> _ENTRIES_
────────────────────

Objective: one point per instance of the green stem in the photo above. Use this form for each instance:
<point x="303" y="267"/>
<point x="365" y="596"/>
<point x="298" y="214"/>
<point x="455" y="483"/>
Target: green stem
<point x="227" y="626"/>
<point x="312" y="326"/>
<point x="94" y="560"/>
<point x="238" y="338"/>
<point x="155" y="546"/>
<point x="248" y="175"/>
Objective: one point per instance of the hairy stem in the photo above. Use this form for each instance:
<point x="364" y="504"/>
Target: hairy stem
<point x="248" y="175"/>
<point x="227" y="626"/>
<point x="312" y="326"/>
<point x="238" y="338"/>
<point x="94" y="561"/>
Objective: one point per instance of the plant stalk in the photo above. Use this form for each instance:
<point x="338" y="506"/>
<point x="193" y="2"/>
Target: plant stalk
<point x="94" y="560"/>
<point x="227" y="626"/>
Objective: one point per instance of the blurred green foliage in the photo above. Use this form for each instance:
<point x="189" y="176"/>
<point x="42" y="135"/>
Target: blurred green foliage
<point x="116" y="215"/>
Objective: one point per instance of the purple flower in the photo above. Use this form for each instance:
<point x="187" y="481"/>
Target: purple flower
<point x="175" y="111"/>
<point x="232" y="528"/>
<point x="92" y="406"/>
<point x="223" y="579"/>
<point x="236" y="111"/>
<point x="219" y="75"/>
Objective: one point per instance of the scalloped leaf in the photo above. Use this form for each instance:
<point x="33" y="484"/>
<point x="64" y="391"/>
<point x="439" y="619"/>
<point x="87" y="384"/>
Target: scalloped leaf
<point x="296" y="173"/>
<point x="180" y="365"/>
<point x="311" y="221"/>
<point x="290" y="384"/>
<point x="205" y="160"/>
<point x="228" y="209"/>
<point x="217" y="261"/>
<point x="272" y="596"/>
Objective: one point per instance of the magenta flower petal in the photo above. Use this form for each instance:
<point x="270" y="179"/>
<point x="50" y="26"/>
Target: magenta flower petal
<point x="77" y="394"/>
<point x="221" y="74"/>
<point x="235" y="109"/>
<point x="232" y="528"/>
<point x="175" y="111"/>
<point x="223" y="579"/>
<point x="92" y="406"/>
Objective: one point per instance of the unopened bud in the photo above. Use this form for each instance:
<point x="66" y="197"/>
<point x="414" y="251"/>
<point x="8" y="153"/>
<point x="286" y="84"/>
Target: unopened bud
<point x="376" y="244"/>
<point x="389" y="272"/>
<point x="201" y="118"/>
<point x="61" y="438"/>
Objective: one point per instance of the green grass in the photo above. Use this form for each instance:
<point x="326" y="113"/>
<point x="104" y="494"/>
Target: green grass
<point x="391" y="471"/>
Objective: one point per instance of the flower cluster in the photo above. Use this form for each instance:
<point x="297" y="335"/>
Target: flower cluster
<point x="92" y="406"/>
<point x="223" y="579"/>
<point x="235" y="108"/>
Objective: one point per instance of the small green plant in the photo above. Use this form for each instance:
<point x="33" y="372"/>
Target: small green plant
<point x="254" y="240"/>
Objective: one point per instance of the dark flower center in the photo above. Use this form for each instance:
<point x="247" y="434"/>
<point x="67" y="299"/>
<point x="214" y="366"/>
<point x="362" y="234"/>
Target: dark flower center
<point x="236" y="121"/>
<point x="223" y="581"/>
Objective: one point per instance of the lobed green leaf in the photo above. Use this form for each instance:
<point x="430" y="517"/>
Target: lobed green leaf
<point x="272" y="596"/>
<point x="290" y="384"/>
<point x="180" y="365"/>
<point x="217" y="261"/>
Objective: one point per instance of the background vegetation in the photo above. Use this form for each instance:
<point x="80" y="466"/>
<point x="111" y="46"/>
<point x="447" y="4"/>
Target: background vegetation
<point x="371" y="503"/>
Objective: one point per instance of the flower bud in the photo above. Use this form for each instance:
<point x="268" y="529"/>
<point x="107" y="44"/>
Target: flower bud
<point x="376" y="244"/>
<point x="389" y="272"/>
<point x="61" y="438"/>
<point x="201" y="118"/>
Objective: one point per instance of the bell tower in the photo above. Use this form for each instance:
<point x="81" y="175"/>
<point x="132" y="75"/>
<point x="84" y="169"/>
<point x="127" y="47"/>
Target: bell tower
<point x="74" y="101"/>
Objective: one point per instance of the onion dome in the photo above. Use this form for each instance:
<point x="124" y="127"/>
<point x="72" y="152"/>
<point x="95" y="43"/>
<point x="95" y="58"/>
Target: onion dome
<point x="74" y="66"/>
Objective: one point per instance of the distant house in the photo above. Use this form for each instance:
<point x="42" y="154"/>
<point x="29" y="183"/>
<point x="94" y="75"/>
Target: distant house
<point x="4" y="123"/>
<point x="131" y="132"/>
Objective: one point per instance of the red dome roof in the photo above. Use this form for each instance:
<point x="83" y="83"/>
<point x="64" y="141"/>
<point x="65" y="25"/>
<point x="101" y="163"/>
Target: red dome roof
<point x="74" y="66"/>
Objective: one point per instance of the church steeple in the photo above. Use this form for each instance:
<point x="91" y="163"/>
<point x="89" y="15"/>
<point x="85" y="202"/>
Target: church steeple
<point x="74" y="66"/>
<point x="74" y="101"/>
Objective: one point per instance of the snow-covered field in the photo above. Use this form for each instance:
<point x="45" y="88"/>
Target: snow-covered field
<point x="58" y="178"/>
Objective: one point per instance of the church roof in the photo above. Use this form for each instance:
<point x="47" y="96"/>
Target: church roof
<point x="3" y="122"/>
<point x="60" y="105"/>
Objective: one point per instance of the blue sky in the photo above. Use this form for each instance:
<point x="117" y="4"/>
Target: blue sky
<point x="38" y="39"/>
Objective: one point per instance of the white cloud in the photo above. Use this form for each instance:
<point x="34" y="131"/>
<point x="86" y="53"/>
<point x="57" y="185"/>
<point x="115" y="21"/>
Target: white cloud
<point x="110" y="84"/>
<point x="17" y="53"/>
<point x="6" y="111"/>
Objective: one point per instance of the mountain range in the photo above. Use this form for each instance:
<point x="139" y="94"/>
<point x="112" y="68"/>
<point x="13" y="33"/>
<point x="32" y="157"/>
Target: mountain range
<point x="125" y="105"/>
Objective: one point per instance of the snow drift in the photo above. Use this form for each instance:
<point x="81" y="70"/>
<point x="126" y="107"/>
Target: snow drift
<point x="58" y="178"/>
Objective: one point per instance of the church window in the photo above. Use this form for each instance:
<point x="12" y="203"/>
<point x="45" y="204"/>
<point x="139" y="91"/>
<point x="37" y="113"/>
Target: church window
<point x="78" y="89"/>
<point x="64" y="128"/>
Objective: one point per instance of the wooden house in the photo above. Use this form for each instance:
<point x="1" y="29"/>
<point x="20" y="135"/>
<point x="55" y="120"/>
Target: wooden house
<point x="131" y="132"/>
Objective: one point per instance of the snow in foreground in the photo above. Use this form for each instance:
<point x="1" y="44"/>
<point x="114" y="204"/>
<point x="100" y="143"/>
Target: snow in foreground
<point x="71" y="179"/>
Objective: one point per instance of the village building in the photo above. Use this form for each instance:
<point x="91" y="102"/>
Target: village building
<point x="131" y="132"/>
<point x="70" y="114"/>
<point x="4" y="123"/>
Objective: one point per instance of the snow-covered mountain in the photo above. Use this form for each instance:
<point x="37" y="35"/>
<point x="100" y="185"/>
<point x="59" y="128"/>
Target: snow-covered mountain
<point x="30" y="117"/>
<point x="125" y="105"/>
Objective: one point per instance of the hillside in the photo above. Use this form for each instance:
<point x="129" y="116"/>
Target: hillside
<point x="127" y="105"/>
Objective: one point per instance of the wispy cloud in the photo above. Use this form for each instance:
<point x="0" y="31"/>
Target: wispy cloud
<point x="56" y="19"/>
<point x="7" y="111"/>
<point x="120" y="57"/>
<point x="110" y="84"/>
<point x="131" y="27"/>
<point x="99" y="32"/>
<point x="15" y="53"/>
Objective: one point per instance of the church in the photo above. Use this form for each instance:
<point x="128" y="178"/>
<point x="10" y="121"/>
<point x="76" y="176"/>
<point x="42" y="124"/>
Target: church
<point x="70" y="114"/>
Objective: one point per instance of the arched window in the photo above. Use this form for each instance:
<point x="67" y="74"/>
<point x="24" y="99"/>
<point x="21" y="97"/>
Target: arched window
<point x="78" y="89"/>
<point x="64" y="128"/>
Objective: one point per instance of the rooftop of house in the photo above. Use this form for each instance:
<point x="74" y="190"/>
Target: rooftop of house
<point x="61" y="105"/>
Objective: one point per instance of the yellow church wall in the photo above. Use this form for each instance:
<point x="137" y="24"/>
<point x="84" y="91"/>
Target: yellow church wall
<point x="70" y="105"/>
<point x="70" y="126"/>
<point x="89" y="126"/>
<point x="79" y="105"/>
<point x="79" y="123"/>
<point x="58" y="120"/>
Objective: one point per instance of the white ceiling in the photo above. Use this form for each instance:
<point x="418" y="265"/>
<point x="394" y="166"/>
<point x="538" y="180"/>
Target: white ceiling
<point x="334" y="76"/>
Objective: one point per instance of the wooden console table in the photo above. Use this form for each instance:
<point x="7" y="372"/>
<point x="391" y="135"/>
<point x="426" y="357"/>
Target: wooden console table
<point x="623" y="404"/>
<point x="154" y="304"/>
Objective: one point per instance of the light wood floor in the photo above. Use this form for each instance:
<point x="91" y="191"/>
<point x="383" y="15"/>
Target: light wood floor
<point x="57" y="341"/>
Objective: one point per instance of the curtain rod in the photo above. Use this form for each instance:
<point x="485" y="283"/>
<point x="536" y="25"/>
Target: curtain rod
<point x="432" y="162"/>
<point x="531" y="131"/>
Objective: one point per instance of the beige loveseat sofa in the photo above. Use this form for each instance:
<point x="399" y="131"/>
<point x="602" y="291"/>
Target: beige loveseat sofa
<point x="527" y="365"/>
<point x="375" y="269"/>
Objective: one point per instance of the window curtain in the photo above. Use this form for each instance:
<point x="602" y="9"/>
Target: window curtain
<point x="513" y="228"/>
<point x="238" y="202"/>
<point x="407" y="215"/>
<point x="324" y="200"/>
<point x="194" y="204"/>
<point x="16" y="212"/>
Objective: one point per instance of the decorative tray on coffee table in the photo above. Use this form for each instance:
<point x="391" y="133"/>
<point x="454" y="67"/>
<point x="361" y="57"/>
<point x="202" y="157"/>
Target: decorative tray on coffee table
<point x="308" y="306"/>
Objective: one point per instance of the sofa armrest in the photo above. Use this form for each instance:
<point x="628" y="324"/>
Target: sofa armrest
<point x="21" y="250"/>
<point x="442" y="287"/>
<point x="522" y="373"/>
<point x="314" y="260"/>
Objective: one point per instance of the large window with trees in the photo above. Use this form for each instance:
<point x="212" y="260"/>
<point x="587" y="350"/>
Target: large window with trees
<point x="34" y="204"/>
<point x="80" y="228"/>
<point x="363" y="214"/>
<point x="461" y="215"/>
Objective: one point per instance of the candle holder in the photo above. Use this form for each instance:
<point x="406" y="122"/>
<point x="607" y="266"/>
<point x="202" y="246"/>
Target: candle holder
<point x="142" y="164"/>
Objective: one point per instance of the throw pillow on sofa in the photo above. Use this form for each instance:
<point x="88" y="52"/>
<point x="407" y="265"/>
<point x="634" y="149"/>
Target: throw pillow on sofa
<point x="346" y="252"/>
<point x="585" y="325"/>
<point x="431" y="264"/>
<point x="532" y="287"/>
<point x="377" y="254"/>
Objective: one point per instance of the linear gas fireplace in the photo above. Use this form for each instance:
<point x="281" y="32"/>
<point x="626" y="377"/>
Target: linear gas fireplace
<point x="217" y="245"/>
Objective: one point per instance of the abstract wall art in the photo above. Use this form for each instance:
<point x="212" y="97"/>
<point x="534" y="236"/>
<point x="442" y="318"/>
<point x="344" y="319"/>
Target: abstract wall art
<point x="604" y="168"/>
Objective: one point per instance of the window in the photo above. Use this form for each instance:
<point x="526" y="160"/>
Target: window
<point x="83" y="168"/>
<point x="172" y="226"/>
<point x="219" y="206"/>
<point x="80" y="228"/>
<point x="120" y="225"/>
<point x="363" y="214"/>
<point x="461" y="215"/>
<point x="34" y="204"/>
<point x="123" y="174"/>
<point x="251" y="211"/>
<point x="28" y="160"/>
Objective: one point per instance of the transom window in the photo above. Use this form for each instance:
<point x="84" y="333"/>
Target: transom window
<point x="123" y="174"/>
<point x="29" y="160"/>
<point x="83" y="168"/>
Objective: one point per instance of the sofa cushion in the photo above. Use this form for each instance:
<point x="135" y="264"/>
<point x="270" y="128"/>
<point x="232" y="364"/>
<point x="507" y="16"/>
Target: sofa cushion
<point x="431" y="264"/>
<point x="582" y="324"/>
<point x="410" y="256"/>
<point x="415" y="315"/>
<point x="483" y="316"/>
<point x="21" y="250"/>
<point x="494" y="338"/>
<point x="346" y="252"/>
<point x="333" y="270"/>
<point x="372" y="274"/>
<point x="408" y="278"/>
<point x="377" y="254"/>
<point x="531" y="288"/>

────────────────────

> _EXERCISE AIM_
Quote the lines of the listing above that run from the line with "Objective: one point per instance of the transom" through its last line, both included, and nothing else.

> _FULL RESPONSE_
Objective: one point per instance of the transom window in the photo above. Use this form for each instance:
<point x="84" y="333"/>
Target: transom window
<point x="123" y="174"/>
<point x="29" y="160"/>
<point x="83" y="168"/>
Objective: one point per instance of the sofa cushion in the photo above. Use this form for each instance:
<point x="135" y="264"/>
<point x="270" y="128"/>
<point x="232" y="364"/>
<point x="507" y="16"/>
Target: sofa cushion
<point x="431" y="264"/>
<point x="582" y="324"/>
<point x="410" y="256"/>
<point x="415" y="315"/>
<point x="483" y="316"/>
<point x="21" y="250"/>
<point x="494" y="338"/>
<point x="346" y="252"/>
<point x="333" y="270"/>
<point x="372" y="274"/>
<point x="408" y="278"/>
<point x="377" y="254"/>
<point x="531" y="288"/>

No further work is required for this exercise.